Segment Start: Page extract

At the Google I/O 2025 event on Tuesday, Google unveiled a range of new features for its Gemini 2.5 family of artificial intelligence (AI) models. The Mountain View-based company introduced an advanced reasoning mode called Deep Think, powered by the Gemini 2.5 Pro model. In addition, a new feature named Native Audio Output was launched, which enables a more natural and human-like speech generation through the Live application programming interface (API). The latest updates also include thought summaries and thinking budgets designed for developers.
Gemini 2.5 Pro Ranks at the Top of the LMArena Leaderboard
The technology giant provided details on its new capabilities in a blog post, outlining features that will be integrated into the Gemini 2.5 AI model series over the coming months. Earlier in the month, Google launched an updated version of the Gemini 2.5 Pro, which exhibited enhanced coding capabilities and secured the top rank on both the WebDev Arena and LMArena leaderboards.
The introduction of the Deep Think mode further enhances the capabilities of the Gemini 2.5 Pro. This innovative reasoning mode enables the model to evaluate multiple hypotheses before generating a response, utilizing a distinct research approach compared to previous iterations of the model.
According to internal tests, Google shared benchmark scores for the Deep Think mode across various parameters. The Gemini 2.5 Pro is reported to achieve a score of 49.4 percent on the 2025 UAMO, one of the most challenging mathematics benchmark tests, and scores competitively on LiveCodeBench v6 and MMMU.
Currently, Deep Think is undergoing testing, with Google conducting safety evaluations and gathering feedback from experts in the field. Access to the reasoning mode is currently limited to trusted testers through the Gemini API, with no specific release date announced.
Additions to the Gemini 2.5 Flash model, which was released just a month ago, were also highlighted by Google. The company indicated that significant improvements have been made in reasoning, multimodality, coding, and handling long contexts. Furthermore, the model is now more efficient, reportedly using 20-30 percent fewer tokens compared to its predecessor.

Segment End: Page extract
Segment Start: Information supplied

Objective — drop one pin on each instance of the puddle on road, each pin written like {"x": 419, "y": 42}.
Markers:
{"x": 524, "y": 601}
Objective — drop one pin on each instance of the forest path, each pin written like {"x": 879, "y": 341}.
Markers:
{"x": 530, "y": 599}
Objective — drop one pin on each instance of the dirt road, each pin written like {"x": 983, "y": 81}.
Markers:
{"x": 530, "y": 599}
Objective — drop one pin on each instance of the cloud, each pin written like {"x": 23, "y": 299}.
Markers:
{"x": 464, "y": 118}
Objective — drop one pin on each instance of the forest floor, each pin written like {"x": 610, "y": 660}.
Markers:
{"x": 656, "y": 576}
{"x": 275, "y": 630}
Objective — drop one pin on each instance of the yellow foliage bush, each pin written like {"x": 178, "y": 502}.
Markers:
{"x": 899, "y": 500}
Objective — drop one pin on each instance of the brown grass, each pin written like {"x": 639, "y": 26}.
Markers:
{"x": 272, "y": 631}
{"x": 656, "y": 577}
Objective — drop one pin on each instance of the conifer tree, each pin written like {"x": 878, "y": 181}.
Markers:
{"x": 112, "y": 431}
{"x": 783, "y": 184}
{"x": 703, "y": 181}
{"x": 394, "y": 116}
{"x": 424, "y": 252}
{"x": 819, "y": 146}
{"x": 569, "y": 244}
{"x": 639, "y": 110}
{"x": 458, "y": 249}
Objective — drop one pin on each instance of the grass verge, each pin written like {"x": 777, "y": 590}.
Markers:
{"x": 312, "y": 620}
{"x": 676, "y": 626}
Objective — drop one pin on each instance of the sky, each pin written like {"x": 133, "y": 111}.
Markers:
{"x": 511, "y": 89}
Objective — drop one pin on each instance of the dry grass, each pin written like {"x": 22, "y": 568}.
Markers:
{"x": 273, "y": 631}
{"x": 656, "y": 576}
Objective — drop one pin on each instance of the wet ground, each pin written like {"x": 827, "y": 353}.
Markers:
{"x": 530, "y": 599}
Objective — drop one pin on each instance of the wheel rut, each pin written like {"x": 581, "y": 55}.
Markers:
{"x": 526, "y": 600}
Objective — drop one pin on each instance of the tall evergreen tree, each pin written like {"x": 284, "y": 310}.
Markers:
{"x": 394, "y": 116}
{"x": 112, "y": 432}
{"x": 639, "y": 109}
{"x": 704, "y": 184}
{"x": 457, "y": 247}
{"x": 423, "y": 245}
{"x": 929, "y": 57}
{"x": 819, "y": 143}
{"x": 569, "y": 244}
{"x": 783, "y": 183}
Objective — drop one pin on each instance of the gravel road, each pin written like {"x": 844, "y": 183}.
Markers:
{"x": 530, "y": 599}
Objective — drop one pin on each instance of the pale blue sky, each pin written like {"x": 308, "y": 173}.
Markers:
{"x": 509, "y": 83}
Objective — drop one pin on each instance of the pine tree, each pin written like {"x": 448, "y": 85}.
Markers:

Segment End: Information supplied

Activity 1: Return the passage of the Gemini 2.5 article starting at "The introduction of" and ending at "v6 and MMMU.", word for word.
Activity 2: According to the Gemini 2.5 article, who can currently use the Deep Think reasoning mode, and through what?
Activity 3: Extend the article on Google's Gemini 2.5 updates, picking up after its last sentence.

Result 1:
The introduction of the Deep Think mode further enhances the capabilities of the Gemini 2.5 Pro. This innovative reasoning mode enables the model to evaluate multiple hypotheses before generating a response, utilizing a distinct research approach compared to previous iterations of the model.
According to internal tests, Google shared benchmark scores for the Deep Think mode across various parameters. The Gemini 2.5 Pro is reported to achieve a score of 49.4 percent on the 2025 UAMO, one of the most challenging mathematics benchmark tests, and scores competitively on LiveCodeBench v6 and MMMU.

Result 2: Only trusted testers, through the Gemini API.

Result 3:
This updated version of Gemini 2.5 Flash is currently available in preview for developers via Google AI Studio, while enterprises can access it through the Vertex AI platform, and individuals can find it within the Gemini app. A broader release for production is planned for June.
Developers utilizing the Live API will also gain access to a new feature with the Gemini 2.5 AI models—Native Audio Output. This feature, now in its preview phase, enables the generation of speech that is more expressive and human-like. Customization options allow users to control tone, accent, and speech style.
The initial version of this feature includes three components: Affective Dialogue, which allows the AI model to recognize emotions in the user’s voice and respond appropriately; Proactive Audio, enabling the model to ignore background noises and respond only when addressed; and Thinking, which employs Gemini’s reasoning capabilities to articulate responses to complex inquiries verbally.
Additionally, the Gemini API and Vertex AI will now feature thought summaries for the 2.5 Pro and Flash models. These summaries outline the model’s raw thought process, which was previously limited to Gemini’s reasoning models. The new summaries will include structured details such as headers, key information, and descriptions of the model’s actions with every response.
In the upcoming weeks, developers will also be able to utilize thinking budgets with the Gemini 2.5 Pro, allowing them to specify the number of tokens consumed before a model responds. Soon, the Computer Use agentic function from Project Mariner will also be integrated into the API and Vertex AI.